Can you copy out every row below with each "Target" changed to "Object" and nothing else altered?

>> Start DATASET RECORDS

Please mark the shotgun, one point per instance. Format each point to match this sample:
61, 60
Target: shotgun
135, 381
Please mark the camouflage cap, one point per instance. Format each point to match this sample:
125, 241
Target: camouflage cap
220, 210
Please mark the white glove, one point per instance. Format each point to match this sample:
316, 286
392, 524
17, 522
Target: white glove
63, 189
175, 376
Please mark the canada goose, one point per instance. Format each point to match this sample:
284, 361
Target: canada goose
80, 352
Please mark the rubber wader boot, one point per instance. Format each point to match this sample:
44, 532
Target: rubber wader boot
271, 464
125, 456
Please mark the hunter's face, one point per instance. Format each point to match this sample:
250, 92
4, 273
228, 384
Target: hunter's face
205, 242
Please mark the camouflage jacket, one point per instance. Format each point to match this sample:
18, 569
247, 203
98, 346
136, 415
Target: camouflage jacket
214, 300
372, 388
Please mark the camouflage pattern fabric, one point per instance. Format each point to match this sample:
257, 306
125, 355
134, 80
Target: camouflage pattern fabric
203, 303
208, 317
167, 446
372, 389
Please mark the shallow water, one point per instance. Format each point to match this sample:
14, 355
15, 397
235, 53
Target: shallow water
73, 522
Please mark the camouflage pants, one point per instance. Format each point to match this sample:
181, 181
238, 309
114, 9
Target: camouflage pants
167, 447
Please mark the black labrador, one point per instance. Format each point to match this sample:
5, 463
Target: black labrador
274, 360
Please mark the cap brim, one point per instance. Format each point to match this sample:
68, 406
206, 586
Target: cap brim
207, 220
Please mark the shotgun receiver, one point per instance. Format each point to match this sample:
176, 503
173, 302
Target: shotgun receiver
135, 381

>> End DATASET RECORDS

__COMPLETE OUTPUT__:
Please mark the shotgun, one point per instance. Format each point to match this sample:
61, 60
Object: shotgun
135, 381
Please mark the camouflage cap, one point per instance. Format each point to match this sample:
125, 241
Object: camouflage cap
220, 210
Please mark the white glove, one point per instance. Format each point to match this sample:
316, 286
392, 524
17, 522
Object: white glove
63, 189
175, 376
Please mark the canada goose, one point per instance. Format each point to match this sample:
284, 361
Object: canada goose
80, 352
Please mark the rubber wader boot, one point per instance. Format each point to match this sample:
44, 532
Object: rubber wader boot
271, 464
125, 456
Please mark the hunter's face, one point per instance. Format each point to match this sample:
250, 92
4, 273
228, 384
Object: hunter's face
205, 242
Please mark the camouflage jacket, one point per instance. Format each point to match this sample:
18, 569
247, 203
98, 346
136, 415
Object: camouflage jacket
214, 300
372, 388
Please mark the camouflage pattern fabric, one point per instance. Format each point to match this sample:
257, 306
125, 355
134, 80
Object: camouflage pattern fabric
203, 303
208, 317
167, 446
372, 389
Please mark the shallow water, one point per instance. Format each point to match this sample:
14, 355
15, 397
235, 53
Object: shallow water
73, 522
Please mark the camouflage pants, one point per instance. Format each point to match this sample:
181, 181
238, 309
114, 9
Object: camouflage pants
167, 447
Please mark the black labrador, one point per instance. Format each point to match this sample:
5, 463
Object: black labrador
274, 360
Please mark the cap brim, one point per instance. Format each point to match this sample:
68, 406
206, 586
Object: cap brim
207, 220
Please mark the shotgun receiver, one point per instance. Format each point to match this sample:
176, 503
173, 302
Object: shotgun receiver
135, 381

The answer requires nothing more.